RECORDS FOR THE EXERCISE START
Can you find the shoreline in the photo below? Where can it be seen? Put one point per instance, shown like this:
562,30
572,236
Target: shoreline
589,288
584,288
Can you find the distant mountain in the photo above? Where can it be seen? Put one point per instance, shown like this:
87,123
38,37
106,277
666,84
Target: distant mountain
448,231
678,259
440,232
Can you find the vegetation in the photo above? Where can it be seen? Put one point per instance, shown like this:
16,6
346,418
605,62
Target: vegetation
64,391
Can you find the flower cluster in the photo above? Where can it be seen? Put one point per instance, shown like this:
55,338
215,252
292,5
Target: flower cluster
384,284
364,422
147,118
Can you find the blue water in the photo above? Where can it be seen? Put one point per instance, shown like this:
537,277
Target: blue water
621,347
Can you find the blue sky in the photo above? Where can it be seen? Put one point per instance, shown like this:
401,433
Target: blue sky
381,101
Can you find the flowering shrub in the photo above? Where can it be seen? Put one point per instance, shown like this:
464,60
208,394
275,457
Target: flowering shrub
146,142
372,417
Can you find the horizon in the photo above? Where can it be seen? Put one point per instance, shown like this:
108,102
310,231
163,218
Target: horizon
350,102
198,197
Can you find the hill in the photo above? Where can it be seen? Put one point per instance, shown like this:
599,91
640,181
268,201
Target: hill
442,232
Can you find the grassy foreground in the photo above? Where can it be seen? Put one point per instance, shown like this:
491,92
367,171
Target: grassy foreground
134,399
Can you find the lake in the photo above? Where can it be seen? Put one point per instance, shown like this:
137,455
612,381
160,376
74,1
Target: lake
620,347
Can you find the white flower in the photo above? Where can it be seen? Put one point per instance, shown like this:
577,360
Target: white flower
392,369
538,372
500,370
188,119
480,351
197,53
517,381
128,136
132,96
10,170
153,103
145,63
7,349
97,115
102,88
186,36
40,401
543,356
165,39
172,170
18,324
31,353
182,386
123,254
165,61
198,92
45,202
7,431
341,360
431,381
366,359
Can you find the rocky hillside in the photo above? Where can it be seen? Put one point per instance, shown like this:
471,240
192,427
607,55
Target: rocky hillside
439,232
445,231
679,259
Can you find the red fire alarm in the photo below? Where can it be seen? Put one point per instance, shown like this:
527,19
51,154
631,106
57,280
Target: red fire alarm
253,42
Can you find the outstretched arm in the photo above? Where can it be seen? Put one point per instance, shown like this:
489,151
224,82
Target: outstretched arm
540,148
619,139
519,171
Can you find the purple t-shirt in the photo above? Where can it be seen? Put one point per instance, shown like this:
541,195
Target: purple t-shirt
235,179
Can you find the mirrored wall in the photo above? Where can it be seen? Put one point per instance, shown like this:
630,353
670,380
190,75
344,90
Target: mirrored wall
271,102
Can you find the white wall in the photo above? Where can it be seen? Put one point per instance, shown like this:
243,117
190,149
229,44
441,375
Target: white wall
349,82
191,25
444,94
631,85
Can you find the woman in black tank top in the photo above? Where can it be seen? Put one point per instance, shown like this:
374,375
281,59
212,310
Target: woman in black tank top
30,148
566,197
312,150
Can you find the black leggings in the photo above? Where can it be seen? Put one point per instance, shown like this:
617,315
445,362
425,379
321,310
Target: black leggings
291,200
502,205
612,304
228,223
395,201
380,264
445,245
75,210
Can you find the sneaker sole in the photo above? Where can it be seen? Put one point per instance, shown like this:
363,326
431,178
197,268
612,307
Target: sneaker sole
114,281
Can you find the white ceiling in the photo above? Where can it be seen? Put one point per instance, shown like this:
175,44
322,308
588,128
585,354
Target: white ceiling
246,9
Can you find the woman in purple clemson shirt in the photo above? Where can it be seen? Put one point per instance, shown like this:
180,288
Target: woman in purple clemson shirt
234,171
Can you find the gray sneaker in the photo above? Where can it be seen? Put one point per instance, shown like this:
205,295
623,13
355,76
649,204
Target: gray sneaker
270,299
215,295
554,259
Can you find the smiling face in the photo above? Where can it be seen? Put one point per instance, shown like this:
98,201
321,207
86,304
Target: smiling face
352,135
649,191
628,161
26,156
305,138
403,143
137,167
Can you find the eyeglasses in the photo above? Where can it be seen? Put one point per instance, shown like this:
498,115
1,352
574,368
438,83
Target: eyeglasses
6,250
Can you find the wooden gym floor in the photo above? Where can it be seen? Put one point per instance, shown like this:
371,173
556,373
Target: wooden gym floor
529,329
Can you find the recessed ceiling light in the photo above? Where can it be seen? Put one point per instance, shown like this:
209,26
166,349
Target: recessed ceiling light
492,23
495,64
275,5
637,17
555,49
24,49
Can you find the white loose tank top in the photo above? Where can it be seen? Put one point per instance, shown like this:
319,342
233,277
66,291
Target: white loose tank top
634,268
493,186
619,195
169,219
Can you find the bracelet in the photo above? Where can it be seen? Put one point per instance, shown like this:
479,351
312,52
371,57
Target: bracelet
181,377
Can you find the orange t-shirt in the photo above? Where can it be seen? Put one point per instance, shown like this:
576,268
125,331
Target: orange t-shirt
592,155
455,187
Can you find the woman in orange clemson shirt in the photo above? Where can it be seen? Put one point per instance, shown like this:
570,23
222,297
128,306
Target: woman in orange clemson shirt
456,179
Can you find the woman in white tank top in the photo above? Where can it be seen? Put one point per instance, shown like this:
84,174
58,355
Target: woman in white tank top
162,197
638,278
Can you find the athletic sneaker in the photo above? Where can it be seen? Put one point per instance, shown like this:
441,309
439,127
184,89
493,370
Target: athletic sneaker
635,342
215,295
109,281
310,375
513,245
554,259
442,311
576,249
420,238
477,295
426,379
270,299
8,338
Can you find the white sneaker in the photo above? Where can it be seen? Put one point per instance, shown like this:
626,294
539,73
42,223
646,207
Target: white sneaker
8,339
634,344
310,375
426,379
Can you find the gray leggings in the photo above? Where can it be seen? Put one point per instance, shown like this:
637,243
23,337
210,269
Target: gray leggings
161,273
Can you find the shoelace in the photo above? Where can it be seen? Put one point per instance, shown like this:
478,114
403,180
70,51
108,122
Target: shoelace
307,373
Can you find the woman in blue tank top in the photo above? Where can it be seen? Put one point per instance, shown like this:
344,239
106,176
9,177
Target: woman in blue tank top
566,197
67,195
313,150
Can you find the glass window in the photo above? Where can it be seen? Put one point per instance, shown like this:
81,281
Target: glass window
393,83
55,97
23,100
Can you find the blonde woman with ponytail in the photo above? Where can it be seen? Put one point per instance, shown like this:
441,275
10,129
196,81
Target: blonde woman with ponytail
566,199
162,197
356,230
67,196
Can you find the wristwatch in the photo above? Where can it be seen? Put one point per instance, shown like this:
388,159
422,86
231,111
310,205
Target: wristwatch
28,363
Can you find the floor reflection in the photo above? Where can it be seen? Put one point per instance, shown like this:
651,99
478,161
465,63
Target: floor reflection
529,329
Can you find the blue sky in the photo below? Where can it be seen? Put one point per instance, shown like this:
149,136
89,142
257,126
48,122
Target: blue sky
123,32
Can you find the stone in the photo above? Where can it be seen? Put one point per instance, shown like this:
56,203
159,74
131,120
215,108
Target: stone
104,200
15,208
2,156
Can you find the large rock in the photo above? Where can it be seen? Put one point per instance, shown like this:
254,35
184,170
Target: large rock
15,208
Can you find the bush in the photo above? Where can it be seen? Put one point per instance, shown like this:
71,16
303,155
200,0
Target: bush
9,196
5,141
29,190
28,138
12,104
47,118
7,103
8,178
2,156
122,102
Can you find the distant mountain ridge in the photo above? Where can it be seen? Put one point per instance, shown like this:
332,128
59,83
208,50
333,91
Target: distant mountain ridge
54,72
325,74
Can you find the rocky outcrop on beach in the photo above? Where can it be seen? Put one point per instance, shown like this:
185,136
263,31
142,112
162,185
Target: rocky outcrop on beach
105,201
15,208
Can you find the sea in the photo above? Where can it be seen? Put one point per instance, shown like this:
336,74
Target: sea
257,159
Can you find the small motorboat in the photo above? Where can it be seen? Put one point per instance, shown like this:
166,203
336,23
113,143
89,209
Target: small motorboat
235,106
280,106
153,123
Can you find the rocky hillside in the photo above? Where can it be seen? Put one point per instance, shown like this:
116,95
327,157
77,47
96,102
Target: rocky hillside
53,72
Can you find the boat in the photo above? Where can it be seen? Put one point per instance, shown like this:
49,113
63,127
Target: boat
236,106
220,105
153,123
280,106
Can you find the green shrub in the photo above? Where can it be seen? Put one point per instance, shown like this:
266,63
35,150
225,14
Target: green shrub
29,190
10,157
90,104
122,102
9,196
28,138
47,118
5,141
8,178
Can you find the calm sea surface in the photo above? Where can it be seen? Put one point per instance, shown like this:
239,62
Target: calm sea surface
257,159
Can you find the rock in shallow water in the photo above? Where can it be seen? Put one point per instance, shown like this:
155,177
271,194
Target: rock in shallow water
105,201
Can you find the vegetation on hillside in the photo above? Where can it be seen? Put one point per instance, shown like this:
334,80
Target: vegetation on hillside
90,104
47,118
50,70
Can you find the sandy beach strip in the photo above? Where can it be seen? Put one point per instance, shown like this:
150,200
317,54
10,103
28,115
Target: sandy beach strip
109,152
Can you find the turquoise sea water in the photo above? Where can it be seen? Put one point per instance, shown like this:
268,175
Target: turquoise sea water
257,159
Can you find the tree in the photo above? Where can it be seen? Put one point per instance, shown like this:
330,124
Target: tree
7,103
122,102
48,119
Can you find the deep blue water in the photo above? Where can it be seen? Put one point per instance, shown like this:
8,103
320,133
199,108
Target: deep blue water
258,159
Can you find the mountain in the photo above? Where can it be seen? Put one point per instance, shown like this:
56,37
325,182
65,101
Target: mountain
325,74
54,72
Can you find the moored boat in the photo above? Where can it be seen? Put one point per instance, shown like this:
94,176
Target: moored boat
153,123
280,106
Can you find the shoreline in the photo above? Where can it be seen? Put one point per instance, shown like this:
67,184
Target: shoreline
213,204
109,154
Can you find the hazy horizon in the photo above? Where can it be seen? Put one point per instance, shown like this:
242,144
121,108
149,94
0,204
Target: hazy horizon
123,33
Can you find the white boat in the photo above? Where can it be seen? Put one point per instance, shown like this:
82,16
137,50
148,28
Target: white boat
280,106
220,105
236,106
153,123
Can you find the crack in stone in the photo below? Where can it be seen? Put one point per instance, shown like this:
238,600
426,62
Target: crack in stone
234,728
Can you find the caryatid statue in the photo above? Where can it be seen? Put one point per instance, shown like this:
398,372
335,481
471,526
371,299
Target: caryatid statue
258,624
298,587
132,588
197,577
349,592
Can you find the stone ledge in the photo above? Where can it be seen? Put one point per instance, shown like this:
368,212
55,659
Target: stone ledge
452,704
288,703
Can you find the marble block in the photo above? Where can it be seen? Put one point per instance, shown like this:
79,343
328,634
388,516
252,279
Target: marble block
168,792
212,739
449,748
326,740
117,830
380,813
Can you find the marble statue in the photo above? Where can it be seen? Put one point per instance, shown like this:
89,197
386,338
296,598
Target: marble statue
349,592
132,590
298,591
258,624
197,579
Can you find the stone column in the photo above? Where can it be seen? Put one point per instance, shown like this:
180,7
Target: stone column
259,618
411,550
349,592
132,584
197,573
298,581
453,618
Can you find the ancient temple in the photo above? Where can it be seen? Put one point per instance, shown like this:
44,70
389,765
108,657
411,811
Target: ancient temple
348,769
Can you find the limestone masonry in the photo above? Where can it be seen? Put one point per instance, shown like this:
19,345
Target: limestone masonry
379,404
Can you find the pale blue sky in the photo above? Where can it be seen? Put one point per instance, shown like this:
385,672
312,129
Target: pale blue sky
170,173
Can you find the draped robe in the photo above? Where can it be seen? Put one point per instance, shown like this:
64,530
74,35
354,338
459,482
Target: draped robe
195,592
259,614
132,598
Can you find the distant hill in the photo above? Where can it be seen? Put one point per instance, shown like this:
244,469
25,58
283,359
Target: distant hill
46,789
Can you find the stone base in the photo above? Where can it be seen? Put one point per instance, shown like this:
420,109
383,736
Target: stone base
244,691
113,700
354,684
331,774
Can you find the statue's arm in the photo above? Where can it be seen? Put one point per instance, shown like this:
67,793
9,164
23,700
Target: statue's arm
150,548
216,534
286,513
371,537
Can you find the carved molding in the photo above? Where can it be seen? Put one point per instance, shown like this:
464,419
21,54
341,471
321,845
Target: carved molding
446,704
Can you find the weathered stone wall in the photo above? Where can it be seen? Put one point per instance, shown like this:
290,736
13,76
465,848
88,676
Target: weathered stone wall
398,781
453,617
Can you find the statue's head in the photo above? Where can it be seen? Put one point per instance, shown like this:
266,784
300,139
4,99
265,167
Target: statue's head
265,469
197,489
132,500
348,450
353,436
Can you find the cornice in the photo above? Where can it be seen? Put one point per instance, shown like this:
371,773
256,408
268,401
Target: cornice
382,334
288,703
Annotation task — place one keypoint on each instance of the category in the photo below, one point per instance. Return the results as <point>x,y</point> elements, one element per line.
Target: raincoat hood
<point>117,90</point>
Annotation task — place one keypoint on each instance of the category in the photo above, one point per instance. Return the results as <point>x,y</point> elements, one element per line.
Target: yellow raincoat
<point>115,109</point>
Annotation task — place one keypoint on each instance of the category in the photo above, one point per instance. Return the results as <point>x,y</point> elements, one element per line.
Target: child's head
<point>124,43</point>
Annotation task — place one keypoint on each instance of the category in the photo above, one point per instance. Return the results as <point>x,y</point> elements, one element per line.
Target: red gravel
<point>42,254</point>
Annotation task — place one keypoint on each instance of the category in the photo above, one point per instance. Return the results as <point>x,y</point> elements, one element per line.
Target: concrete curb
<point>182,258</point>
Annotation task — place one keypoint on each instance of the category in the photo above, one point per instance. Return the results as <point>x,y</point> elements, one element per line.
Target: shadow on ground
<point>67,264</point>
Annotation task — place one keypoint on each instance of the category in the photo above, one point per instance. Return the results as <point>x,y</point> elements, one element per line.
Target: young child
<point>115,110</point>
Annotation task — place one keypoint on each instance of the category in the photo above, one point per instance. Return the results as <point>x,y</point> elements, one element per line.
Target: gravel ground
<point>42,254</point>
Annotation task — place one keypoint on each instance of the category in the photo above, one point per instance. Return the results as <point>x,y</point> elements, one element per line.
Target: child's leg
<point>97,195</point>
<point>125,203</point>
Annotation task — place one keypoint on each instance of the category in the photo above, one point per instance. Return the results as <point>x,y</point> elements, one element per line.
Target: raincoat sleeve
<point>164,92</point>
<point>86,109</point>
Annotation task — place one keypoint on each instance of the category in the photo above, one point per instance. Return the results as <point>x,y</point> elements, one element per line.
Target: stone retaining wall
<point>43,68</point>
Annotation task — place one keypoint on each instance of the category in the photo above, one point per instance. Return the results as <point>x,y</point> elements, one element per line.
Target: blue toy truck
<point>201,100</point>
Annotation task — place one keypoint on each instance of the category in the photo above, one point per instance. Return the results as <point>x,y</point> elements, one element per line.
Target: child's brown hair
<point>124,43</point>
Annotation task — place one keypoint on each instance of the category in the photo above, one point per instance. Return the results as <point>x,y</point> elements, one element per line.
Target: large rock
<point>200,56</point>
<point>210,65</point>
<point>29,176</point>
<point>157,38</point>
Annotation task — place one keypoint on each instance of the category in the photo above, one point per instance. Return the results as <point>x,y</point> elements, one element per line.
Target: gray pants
RECORDS FOR THE EXERCISE END
▸ TASK REQUIREMENTS
Lines above that contain the string "below" make up the answer.

▸ RESULT OF THE EXERCISE
Can you find the shoreline in the photo below? Where can it be seen? Put one point per instance, shown like this:
Can you find the red fire alarm in the photo below? Where can it be seen? Put one point per instance, shown like this:
Can you find the blue sky in the photo below? Where can it be seen? Put one point per instance, shown like this:
Can you find the crack in stone in the photo below? Where can it be seen? Put one point per instance, shown like this:
Annotation task — place one keypoint on each instance of the category in the photo below, one point per instance. Return the results as <point>x,y</point> elements, one element per line.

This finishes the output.